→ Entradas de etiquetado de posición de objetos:
○ ○ ○ ○ ○

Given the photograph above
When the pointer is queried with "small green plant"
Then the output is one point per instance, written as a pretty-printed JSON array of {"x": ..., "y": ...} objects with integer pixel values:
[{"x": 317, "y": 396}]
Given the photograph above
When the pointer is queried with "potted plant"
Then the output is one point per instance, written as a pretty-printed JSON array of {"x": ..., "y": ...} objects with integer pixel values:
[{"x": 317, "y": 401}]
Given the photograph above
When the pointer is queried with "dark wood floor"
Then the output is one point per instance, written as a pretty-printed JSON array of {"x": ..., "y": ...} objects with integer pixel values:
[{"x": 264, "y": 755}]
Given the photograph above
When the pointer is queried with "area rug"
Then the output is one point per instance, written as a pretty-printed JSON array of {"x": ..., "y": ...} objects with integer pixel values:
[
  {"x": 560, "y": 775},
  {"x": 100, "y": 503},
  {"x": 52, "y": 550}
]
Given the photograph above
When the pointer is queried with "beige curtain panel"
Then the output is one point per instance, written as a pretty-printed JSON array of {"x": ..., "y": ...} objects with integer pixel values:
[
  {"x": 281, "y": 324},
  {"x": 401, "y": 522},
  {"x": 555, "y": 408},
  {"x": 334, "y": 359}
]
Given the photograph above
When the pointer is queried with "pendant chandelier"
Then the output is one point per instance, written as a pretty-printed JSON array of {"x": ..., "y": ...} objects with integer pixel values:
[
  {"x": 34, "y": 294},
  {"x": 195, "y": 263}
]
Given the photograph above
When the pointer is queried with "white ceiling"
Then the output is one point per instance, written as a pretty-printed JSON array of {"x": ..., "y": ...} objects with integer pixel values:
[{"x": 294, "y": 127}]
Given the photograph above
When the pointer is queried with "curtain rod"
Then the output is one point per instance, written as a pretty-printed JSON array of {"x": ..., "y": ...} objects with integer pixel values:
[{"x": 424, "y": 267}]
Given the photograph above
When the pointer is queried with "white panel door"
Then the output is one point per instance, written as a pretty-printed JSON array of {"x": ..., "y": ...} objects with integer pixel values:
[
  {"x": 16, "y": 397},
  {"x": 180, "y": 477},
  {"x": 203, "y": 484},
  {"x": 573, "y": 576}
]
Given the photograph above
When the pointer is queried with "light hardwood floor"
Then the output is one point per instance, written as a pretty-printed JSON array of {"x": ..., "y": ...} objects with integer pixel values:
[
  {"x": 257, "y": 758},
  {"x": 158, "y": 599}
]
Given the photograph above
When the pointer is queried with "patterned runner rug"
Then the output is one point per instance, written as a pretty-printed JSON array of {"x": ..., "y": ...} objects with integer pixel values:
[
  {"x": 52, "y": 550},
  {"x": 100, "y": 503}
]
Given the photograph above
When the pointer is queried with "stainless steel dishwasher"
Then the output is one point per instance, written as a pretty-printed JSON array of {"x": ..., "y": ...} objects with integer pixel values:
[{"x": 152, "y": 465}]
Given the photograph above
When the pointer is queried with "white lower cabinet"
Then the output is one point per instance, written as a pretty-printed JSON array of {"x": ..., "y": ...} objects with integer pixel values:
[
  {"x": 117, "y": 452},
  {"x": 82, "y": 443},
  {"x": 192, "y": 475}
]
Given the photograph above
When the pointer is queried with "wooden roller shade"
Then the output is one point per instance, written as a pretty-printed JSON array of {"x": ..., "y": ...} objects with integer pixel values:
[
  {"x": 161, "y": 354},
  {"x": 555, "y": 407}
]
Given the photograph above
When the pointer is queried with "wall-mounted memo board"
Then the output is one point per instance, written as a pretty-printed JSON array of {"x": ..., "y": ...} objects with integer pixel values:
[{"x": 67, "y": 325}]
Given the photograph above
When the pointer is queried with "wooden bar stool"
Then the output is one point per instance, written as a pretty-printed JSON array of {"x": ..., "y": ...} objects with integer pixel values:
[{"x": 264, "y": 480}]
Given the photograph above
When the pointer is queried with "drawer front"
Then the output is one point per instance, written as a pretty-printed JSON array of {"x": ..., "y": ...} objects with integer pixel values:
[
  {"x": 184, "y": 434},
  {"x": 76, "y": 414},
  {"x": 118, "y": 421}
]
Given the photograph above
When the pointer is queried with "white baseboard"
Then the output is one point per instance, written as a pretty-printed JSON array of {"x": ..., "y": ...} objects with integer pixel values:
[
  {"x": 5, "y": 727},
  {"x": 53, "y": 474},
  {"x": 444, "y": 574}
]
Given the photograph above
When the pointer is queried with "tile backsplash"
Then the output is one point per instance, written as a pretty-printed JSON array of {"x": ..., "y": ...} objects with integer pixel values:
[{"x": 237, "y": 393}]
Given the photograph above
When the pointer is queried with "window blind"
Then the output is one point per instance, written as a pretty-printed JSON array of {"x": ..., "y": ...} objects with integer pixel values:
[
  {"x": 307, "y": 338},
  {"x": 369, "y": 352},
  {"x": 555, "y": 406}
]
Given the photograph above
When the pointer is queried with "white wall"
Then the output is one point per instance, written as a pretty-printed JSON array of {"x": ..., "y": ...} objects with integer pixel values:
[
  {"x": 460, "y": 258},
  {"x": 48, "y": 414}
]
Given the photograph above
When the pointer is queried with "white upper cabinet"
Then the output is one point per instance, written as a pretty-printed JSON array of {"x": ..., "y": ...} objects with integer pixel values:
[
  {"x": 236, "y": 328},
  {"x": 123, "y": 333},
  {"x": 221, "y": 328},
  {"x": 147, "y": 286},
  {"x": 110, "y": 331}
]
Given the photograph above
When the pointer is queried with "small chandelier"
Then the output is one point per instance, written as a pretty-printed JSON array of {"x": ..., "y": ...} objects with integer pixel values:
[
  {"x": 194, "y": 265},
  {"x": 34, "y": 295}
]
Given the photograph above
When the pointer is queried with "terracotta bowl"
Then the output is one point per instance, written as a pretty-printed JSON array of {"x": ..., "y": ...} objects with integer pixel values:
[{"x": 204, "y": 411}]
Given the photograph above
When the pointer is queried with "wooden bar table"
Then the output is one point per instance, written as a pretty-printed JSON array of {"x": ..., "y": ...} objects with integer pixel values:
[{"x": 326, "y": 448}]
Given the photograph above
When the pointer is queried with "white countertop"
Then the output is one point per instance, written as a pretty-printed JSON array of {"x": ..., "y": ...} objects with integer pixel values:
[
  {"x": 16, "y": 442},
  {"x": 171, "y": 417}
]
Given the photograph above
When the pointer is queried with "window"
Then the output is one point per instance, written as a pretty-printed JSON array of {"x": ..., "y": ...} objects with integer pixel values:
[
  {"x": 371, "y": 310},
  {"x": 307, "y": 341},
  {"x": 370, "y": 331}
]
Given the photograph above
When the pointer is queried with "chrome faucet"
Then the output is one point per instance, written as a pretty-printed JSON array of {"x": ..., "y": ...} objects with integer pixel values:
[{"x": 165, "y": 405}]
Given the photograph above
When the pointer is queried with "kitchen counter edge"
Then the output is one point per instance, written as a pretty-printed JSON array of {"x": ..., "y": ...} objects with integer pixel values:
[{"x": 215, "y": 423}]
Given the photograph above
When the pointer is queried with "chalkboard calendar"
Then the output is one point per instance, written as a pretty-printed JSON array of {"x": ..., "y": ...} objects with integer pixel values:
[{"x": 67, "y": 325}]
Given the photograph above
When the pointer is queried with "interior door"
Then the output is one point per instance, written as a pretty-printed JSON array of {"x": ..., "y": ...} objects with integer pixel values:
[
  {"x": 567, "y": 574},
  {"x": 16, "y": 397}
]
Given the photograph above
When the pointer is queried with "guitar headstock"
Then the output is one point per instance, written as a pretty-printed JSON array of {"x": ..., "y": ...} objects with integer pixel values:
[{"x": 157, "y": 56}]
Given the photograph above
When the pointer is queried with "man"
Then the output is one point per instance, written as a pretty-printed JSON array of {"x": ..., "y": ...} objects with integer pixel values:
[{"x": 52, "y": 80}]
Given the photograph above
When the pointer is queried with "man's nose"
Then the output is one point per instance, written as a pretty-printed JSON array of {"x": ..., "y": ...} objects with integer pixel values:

○ ○ ○ ○ ○

→ SOLICITUD: Selecciona todas las líneas de las filas de arriba que contienen la palabra "chandelier" y cópialas. Ten en cuenta que las mayúsculas y las minúsculas se distinguen.

→ SOLUCIÓN:
When the pointer is queried with "pendant chandelier"
When the pointer is queried with "small chandelier"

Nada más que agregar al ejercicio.